[start Source records]

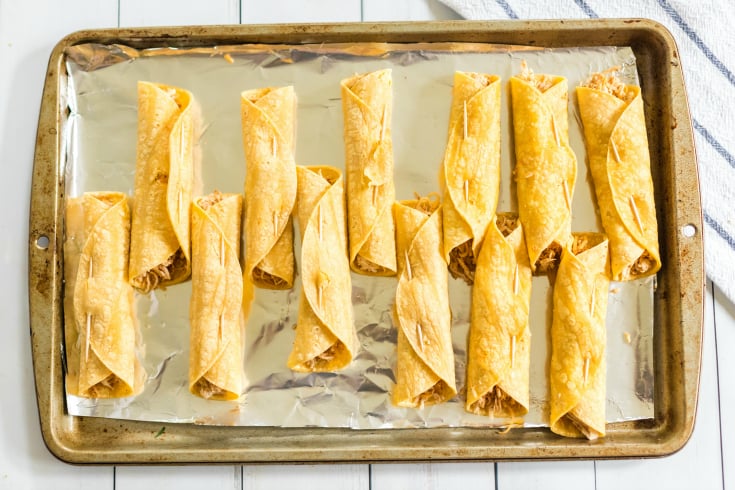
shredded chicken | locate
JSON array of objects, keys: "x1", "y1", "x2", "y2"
[
  {"x1": 495, "y1": 213, "x2": 518, "y2": 236},
  {"x1": 470, "y1": 385, "x2": 524, "y2": 417},
  {"x1": 630, "y1": 250, "x2": 656, "y2": 277},
  {"x1": 536, "y1": 242, "x2": 562, "y2": 274},
  {"x1": 414, "y1": 192, "x2": 440, "y2": 215},
  {"x1": 355, "y1": 254, "x2": 388, "y2": 274},
  {"x1": 132, "y1": 248, "x2": 186, "y2": 294},
  {"x1": 449, "y1": 239, "x2": 477, "y2": 286},
  {"x1": 87, "y1": 373, "x2": 122, "y2": 398},
  {"x1": 582, "y1": 66, "x2": 635, "y2": 102},
  {"x1": 518, "y1": 60, "x2": 554, "y2": 92},
  {"x1": 562, "y1": 413, "x2": 600, "y2": 441},
  {"x1": 414, "y1": 381, "x2": 444, "y2": 408},
  {"x1": 572, "y1": 235, "x2": 591, "y2": 255},
  {"x1": 253, "y1": 267, "x2": 288, "y2": 289},
  {"x1": 197, "y1": 190, "x2": 225, "y2": 210},
  {"x1": 465, "y1": 73, "x2": 490, "y2": 87},
  {"x1": 194, "y1": 377, "x2": 227, "y2": 400},
  {"x1": 304, "y1": 342, "x2": 341, "y2": 371}
]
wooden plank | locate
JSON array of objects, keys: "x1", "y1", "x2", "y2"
[
  {"x1": 496, "y1": 461, "x2": 595, "y2": 490},
  {"x1": 242, "y1": 0, "x2": 361, "y2": 24},
  {"x1": 120, "y1": 0, "x2": 240, "y2": 27},
  {"x1": 115, "y1": 0, "x2": 242, "y2": 490},
  {"x1": 714, "y1": 287, "x2": 735, "y2": 488},
  {"x1": 236, "y1": 4, "x2": 370, "y2": 490},
  {"x1": 362, "y1": 0, "x2": 462, "y2": 22},
  {"x1": 363, "y1": 0, "x2": 495, "y2": 490},
  {"x1": 370, "y1": 463, "x2": 495, "y2": 490},
  {"x1": 115, "y1": 466, "x2": 242, "y2": 490},
  {"x1": 242, "y1": 464, "x2": 370, "y2": 490},
  {"x1": 0, "y1": 0, "x2": 117, "y2": 490},
  {"x1": 597, "y1": 282, "x2": 724, "y2": 490}
]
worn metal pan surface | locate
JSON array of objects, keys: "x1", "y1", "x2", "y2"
[{"x1": 28, "y1": 19, "x2": 704, "y2": 464}]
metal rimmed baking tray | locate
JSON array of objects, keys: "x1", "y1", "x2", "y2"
[{"x1": 29, "y1": 20, "x2": 704, "y2": 463}]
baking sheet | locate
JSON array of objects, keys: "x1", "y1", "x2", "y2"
[{"x1": 64, "y1": 45, "x2": 654, "y2": 428}]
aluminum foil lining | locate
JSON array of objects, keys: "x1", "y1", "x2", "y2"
[{"x1": 60, "y1": 43, "x2": 655, "y2": 429}]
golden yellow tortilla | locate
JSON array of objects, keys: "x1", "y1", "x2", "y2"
[
  {"x1": 510, "y1": 65, "x2": 577, "y2": 273},
  {"x1": 64, "y1": 192, "x2": 145, "y2": 398},
  {"x1": 341, "y1": 70, "x2": 396, "y2": 276},
  {"x1": 440, "y1": 71, "x2": 500, "y2": 284},
  {"x1": 577, "y1": 71, "x2": 661, "y2": 281},
  {"x1": 240, "y1": 86, "x2": 296, "y2": 289},
  {"x1": 392, "y1": 198, "x2": 457, "y2": 408},
  {"x1": 549, "y1": 233, "x2": 610, "y2": 439},
  {"x1": 288, "y1": 166, "x2": 359, "y2": 372},
  {"x1": 465, "y1": 213, "x2": 531, "y2": 418},
  {"x1": 128, "y1": 82, "x2": 194, "y2": 293},
  {"x1": 189, "y1": 191, "x2": 244, "y2": 400}
]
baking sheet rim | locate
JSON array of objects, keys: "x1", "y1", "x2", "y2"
[{"x1": 29, "y1": 19, "x2": 704, "y2": 463}]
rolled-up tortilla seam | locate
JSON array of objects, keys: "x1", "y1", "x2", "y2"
[
  {"x1": 465, "y1": 213, "x2": 531, "y2": 418},
  {"x1": 440, "y1": 72, "x2": 500, "y2": 284},
  {"x1": 341, "y1": 70, "x2": 396, "y2": 276},
  {"x1": 64, "y1": 192, "x2": 145, "y2": 398},
  {"x1": 128, "y1": 82, "x2": 194, "y2": 293},
  {"x1": 577, "y1": 71, "x2": 661, "y2": 281},
  {"x1": 549, "y1": 233, "x2": 610, "y2": 439},
  {"x1": 392, "y1": 198, "x2": 457, "y2": 408},
  {"x1": 510, "y1": 64, "x2": 577, "y2": 273},
  {"x1": 189, "y1": 191, "x2": 243, "y2": 400},
  {"x1": 288, "y1": 166, "x2": 359, "y2": 372},
  {"x1": 240, "y1": 86, "x2": 296, "y2": 289}
]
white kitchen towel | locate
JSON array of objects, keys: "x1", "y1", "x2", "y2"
[{"x1": 440, "y1": 0, "x2": 735, "y2": 303}]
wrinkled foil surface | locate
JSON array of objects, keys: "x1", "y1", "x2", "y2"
[{"x1": 61, "y1": 43, "x2": 655, "y2": 429}]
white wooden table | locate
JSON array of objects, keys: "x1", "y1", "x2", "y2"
[{"x1": 0, "y1": 0, "x2": 735, "y2": 490}]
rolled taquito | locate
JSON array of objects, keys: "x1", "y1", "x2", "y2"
[
  {"x1": 440, "y1": 71, "x2": 500, "y2": 284},
  {"x1": 392, "y1": 198, "x2": 457, "y2": 408},
  {"x1": 64, "y1": 192, "x2": 145, "y2": 398},
  {"x1": 341, "y1": 70, "x2": 396, "y2": 276},
  {"x1": 128, "y1": 82, "x2": 194, "y2": 293},
  {"x1": 577, "y1": 69, "x2": 661, "y2": 281},
  {"x1": 240, "y1": 86, "x2": 296, "y2": 289},
  {"x1": 549, "y1": 233, "x2": 610, "y2": 439},
  {"x1": 465, "y1": 213, "x2": 531, "y2": 418},
  {"x1": 189, "y1": 191, "x2": 244, "y2": 400},
  {"x1": 510, "y1": 63, "x2": 577, "y2": 273},
  {"x1": 288, "y1": 166, "x2": 359, "y2": 372}
]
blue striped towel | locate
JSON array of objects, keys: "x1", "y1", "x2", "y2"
[{"x1": 441, "y1": 0, "x2": 735, "y2": 303}]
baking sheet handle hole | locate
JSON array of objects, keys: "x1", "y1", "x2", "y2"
[
  {"x1": 36, "y1": 235, "x2": 51, "y2": 250},
  {"x1": 681, "y1": 223, "x2": 697, "y2": 238}
]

[end Source records]

Identify each line above that contains the string "tortilla" and copy every one of those lines in full.

golden yellow tortilla | locate
rolled-up tortilla seam | locate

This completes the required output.